#### About this exercise
Quote from the first line below through the line that contains "Mark each instance of the dark", both included, and leave the pictures out.

Entries supplied: Begin

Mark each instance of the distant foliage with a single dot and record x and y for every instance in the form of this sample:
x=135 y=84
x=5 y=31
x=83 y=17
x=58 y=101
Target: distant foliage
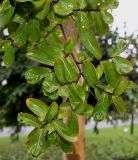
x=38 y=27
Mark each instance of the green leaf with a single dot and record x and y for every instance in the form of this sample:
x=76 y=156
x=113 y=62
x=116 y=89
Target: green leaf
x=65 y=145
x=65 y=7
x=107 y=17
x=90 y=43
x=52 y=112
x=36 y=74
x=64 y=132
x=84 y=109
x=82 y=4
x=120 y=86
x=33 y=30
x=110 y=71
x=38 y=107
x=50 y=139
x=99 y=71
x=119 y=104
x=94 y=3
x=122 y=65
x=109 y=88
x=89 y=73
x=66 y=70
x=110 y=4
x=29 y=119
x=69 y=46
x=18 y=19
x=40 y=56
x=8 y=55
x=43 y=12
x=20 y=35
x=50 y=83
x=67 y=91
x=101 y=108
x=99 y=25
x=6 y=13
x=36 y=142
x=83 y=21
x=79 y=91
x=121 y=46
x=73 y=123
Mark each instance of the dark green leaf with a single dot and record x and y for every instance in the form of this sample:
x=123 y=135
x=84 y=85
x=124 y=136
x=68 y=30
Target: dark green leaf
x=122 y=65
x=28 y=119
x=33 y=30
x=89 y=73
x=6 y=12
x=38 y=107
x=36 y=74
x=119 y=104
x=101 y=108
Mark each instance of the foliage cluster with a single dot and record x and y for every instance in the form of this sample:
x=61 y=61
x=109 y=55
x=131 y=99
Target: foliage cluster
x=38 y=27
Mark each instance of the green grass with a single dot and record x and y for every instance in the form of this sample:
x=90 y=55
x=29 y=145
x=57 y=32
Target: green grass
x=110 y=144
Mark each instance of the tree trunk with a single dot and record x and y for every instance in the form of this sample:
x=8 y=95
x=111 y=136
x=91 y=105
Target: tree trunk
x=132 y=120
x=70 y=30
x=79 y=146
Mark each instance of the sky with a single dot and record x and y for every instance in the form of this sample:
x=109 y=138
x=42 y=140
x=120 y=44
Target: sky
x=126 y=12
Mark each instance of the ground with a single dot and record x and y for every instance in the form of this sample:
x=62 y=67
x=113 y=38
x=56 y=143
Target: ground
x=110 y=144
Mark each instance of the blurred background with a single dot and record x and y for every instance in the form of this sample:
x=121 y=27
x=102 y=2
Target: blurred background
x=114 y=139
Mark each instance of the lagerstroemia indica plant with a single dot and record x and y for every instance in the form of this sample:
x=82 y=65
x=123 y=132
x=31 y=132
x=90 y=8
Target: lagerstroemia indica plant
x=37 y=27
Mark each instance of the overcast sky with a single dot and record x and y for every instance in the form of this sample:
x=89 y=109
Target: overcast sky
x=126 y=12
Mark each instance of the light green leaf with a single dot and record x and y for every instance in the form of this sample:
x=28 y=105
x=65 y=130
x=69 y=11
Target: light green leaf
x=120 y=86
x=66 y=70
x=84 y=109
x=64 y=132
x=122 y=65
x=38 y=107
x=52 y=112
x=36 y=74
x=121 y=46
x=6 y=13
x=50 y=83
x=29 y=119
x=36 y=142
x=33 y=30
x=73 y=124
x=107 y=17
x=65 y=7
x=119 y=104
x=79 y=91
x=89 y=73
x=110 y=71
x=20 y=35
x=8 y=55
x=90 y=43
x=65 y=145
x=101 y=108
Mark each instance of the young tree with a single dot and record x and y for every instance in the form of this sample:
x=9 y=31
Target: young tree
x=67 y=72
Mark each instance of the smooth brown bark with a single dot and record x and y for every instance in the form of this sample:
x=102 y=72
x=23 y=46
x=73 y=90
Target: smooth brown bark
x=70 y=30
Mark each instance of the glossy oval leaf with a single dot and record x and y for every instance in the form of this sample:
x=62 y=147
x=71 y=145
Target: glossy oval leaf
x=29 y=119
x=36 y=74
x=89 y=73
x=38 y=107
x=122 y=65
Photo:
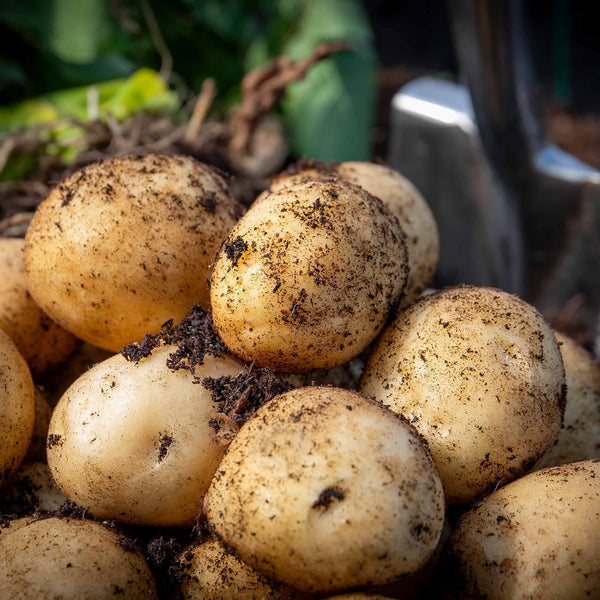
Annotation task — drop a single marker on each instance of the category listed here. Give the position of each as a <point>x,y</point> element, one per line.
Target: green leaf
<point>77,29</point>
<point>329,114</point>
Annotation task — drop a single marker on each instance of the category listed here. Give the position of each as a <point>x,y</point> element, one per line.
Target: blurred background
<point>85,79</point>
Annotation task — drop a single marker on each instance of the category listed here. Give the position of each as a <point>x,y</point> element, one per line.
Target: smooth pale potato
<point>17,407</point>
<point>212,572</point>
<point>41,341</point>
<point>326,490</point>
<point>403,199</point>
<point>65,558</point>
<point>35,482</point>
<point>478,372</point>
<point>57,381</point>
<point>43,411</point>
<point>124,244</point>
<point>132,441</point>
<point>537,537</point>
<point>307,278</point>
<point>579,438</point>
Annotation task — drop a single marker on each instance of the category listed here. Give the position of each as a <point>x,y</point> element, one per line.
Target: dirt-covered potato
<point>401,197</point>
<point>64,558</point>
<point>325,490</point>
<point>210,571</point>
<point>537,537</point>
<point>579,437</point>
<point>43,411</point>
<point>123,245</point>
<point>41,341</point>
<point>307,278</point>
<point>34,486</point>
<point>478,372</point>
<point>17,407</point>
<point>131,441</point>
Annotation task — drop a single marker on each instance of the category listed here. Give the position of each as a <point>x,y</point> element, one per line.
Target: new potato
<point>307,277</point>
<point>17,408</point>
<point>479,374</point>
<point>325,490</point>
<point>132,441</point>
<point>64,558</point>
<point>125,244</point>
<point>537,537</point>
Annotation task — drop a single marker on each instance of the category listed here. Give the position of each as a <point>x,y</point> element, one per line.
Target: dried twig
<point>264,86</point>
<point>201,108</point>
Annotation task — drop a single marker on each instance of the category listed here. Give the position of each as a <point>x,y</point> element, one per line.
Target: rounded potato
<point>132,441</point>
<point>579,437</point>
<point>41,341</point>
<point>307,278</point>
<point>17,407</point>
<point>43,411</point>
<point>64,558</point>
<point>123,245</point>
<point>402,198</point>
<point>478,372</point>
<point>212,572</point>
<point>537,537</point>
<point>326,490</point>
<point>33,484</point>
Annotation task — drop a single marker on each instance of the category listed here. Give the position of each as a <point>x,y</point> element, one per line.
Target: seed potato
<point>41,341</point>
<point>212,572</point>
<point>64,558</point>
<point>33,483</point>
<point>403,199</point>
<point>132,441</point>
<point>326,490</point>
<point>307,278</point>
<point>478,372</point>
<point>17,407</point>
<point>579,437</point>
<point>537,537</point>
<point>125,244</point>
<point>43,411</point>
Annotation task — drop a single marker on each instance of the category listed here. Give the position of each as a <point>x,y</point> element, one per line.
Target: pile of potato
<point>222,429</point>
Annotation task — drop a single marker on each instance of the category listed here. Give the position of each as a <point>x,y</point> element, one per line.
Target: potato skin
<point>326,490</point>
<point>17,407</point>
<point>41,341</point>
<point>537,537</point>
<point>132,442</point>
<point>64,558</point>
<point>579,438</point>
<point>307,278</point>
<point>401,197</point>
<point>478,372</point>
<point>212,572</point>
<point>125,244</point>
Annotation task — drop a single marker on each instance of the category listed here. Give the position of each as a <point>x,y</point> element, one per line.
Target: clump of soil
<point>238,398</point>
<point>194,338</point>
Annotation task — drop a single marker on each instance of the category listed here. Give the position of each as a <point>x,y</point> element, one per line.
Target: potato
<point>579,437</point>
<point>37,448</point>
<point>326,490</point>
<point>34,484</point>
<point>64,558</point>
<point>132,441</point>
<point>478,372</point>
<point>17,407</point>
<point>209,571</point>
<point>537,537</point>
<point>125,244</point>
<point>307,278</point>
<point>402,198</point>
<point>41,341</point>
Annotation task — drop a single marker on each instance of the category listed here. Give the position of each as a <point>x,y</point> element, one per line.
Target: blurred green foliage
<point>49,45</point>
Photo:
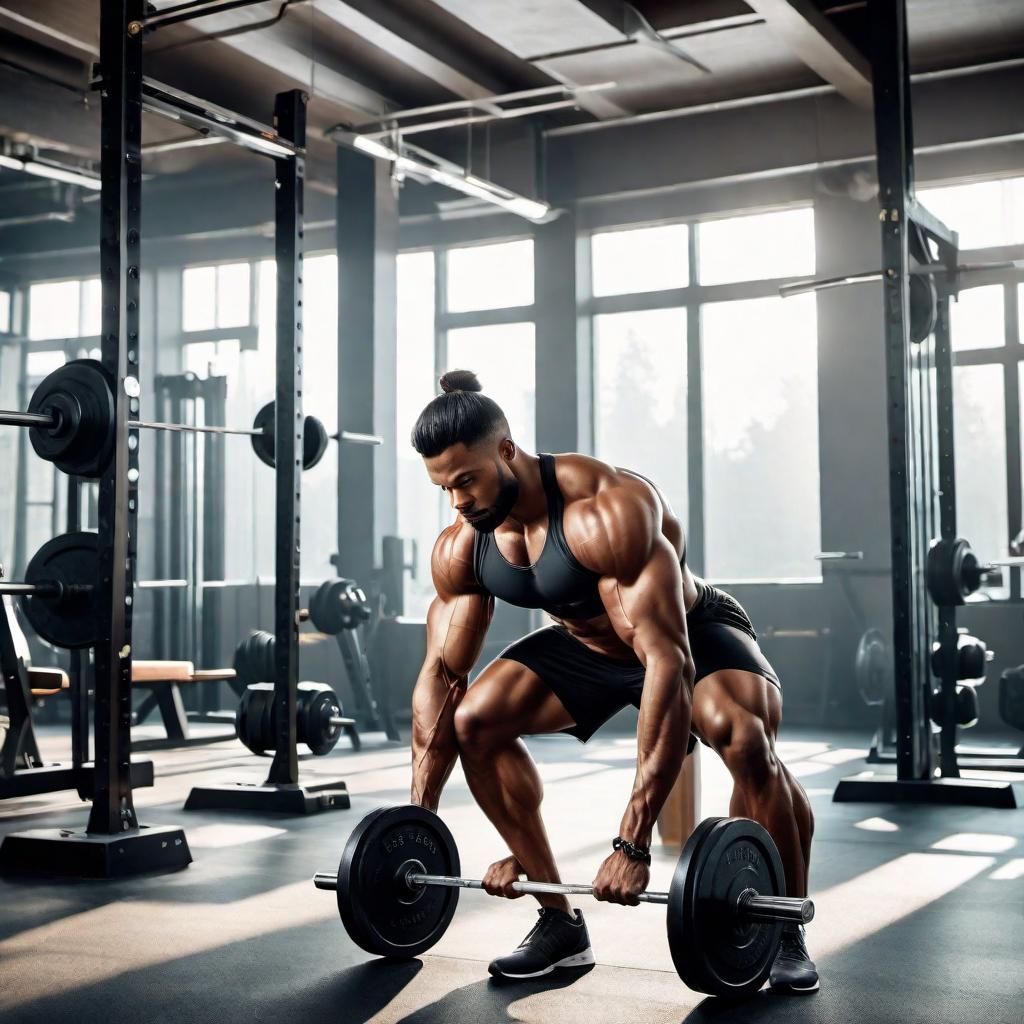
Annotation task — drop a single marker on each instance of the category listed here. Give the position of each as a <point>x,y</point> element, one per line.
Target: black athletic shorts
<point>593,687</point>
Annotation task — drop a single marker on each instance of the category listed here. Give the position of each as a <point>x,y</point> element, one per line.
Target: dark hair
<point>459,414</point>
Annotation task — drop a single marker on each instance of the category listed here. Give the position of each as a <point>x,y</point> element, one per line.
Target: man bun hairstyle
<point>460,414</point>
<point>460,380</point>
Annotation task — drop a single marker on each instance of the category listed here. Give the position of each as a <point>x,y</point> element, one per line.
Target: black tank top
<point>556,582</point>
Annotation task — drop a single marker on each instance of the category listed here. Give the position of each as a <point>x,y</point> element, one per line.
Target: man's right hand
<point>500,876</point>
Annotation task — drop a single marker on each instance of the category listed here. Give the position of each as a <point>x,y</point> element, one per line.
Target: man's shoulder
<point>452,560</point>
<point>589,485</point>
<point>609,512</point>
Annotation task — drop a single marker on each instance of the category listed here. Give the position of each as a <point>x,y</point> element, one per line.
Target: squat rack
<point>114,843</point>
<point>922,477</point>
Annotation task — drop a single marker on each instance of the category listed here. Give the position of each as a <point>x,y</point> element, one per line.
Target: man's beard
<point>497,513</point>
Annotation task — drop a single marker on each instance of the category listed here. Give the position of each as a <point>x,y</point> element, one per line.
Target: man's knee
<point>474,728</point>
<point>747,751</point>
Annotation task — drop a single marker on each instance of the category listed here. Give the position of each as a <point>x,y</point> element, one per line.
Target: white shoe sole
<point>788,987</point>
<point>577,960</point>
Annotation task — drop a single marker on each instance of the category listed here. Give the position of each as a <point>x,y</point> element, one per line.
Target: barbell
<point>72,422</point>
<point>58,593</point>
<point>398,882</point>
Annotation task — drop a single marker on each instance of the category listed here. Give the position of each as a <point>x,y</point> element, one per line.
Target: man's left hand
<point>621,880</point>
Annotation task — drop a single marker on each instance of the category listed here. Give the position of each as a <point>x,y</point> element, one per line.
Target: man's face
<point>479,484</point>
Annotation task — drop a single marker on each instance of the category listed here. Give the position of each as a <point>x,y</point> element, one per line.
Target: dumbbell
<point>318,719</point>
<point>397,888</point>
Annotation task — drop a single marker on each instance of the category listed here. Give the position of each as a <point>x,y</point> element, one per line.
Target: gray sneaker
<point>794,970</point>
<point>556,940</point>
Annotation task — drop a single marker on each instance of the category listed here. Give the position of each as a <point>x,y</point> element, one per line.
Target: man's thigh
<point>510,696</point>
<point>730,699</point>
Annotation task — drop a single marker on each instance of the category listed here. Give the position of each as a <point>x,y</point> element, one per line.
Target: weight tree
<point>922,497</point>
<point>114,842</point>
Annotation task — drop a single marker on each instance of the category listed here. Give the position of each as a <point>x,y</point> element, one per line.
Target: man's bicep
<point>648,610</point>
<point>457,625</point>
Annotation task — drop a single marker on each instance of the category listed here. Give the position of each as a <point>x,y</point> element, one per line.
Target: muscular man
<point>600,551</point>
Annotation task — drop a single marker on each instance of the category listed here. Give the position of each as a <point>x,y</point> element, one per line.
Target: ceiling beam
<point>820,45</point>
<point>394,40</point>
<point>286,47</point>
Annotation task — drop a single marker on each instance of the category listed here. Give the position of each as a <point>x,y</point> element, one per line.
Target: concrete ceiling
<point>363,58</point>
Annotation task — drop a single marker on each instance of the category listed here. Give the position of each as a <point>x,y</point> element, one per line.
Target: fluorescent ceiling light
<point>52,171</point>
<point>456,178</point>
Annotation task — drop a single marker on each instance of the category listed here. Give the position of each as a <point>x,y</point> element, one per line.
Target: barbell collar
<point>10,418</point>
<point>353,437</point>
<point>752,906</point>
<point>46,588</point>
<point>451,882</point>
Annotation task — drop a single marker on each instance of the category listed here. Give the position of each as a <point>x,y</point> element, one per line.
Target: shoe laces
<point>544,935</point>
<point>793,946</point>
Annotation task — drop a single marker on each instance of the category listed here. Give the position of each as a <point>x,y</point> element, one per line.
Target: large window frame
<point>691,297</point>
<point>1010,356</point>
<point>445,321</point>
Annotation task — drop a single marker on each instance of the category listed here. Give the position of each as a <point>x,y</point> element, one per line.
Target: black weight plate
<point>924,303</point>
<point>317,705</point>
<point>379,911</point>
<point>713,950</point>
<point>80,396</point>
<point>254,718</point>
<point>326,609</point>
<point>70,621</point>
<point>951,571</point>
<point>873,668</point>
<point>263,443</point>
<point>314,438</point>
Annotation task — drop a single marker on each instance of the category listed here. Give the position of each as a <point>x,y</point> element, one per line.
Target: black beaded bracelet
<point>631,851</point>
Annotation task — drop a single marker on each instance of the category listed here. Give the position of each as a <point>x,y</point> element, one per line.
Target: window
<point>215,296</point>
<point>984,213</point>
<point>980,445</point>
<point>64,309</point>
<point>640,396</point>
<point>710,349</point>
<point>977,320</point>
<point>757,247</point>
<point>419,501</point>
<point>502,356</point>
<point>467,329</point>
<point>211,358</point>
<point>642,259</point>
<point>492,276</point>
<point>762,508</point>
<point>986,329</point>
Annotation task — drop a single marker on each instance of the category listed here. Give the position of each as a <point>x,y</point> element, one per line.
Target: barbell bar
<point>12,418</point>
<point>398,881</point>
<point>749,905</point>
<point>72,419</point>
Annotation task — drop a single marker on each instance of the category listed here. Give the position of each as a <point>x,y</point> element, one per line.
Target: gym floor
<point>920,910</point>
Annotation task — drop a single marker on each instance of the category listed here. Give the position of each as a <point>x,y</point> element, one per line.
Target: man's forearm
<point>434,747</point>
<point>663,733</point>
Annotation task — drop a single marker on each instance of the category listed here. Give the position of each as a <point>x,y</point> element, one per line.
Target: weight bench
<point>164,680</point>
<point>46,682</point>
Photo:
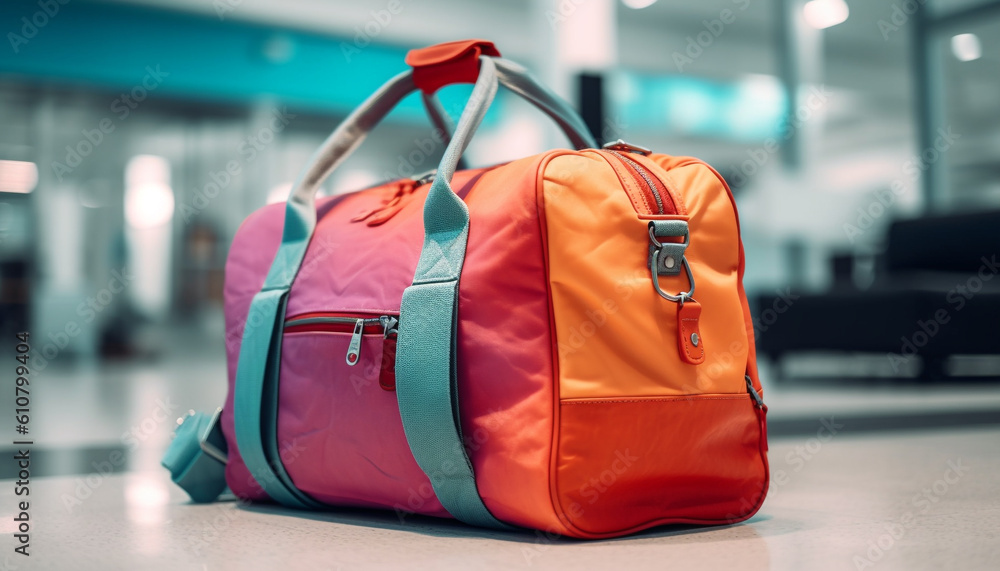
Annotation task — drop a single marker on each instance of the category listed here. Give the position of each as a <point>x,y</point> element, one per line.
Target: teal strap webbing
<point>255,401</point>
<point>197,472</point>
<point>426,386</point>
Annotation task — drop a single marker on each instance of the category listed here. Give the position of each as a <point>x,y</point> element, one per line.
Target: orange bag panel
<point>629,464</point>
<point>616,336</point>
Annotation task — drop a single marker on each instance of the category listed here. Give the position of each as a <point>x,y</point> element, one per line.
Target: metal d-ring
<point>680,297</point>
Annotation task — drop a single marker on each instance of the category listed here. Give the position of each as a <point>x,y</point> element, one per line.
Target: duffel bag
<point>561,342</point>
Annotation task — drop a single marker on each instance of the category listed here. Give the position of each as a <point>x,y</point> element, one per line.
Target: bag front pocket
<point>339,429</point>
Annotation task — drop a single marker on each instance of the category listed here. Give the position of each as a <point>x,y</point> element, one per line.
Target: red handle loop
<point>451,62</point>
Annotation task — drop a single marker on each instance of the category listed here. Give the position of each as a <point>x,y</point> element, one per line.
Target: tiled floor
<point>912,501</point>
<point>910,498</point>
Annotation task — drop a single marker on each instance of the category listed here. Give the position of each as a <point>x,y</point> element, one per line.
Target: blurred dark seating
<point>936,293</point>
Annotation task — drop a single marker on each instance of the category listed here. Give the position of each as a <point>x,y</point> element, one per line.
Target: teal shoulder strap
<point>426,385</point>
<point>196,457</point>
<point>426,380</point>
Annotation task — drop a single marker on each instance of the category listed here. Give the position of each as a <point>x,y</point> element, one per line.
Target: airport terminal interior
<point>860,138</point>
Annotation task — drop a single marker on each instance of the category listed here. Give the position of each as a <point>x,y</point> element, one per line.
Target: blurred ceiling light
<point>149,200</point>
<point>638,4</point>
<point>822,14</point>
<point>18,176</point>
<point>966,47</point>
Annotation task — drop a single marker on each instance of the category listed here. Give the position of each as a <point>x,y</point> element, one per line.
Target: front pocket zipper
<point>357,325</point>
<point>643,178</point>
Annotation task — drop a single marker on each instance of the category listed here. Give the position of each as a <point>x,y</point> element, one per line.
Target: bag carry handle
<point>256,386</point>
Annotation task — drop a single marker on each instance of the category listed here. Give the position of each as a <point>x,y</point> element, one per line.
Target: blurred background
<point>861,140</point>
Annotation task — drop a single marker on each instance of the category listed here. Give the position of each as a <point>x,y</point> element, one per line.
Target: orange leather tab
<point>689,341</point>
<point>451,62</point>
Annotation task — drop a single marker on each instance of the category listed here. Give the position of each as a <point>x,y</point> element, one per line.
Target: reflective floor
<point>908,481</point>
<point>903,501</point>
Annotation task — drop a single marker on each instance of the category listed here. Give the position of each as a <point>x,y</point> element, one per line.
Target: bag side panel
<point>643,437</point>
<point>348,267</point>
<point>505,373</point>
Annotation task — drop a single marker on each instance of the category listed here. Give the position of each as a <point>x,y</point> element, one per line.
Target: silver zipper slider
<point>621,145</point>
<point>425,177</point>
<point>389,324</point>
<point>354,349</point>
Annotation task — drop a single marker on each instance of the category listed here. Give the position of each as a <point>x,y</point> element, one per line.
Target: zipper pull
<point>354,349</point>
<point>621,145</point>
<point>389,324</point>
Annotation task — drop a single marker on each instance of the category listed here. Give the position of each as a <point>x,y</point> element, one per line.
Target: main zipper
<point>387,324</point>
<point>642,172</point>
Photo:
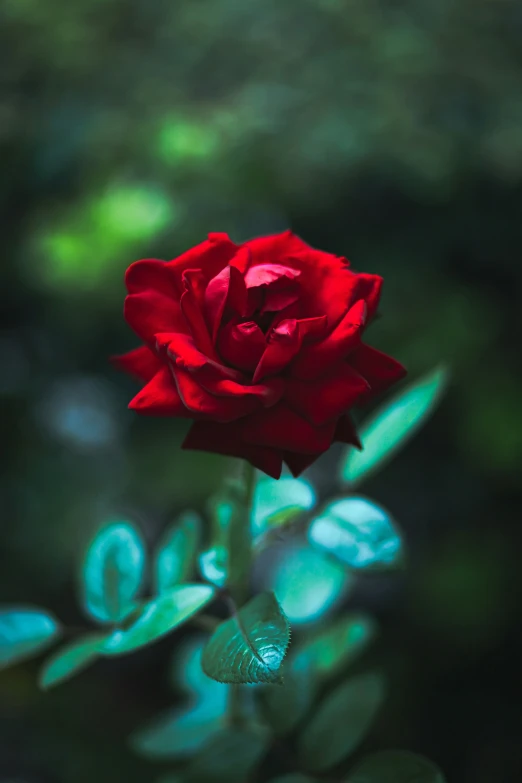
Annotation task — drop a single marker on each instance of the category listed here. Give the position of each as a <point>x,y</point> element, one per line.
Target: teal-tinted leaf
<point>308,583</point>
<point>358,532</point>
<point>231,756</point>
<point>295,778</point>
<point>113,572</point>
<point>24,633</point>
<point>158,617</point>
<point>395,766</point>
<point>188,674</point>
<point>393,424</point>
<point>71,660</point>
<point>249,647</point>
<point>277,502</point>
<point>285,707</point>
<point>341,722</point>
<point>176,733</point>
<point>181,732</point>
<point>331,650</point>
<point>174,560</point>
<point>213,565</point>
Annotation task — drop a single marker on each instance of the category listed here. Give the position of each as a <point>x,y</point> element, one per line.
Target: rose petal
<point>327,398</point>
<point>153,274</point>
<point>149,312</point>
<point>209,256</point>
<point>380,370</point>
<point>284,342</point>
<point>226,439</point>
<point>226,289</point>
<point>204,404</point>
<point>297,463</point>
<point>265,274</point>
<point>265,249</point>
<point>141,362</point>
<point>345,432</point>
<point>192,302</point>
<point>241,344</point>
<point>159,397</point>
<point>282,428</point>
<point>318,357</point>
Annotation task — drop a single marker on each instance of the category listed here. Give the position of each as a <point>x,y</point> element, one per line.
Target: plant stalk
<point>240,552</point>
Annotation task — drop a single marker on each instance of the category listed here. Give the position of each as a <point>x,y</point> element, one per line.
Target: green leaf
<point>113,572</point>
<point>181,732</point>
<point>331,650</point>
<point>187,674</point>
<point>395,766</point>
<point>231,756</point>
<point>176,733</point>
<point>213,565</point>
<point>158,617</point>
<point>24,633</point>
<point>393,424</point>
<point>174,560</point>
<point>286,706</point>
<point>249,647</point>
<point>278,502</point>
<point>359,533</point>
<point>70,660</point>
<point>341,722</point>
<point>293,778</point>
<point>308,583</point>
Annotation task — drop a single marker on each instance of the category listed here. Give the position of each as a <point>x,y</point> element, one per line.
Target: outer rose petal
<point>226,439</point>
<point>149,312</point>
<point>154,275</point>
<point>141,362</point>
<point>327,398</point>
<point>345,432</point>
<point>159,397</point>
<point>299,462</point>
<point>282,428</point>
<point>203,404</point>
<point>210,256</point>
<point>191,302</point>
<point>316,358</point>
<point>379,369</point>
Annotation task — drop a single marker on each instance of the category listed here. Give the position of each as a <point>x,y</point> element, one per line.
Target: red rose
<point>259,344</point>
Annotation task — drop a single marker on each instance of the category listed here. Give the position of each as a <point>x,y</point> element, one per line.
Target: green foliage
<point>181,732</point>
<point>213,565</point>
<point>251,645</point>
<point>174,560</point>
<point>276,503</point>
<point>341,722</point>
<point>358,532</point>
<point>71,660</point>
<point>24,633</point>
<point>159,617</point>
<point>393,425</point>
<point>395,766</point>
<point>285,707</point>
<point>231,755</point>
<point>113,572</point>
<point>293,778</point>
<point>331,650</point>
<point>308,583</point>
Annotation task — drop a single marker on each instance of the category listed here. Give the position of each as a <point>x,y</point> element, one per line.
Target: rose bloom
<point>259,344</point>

Entries supplied: End

#### Answer box
Mark each instance of the distant foliage with a single dot and record x and y for every instance in the form of this sample:
x=135 y=84
x=5 y=31
x=83 y=17
x=58 y=101
Target: distant foliage
x=38 y=27
Mark each instance of the green leaf with a single dot and record x and y for every instance in the form of this sample:
x=76 y=156
x=113 y=62
x=116 y=89
Target: green leaf
x=65 y=145
x=65 y=7
x=107 y=17
x=90 y=43
x=52 y=112
x=36 y=74
x=64 y=132
x=84 y=109
x=82 y=4
x=120 y=86
x=33 y=30
x=110 y=71
x=38 y=107
x=50 y=139
x=99 y=71
x=119 y=104
x=94 y=3
x=122 y=65
x=109 y=88
x=89 y=73
x=66 y=70
x=110 y=4
x=29 y=119
x=69 y=46
x=18 y=19
x=40 y=56
x=8 y=55
x=43 y=12
x=20 y=35
x=50 y=83
x=67 y=91
x=101 y=108
x=99 y=25
x=6 y=13
x=36 y=142
x=83 y=21
x=79 y=91
x=121 y=46
x=73 y=123
Mark each instance of the dark green leaf with a single dot and record x and y for every instance in the form of this sample:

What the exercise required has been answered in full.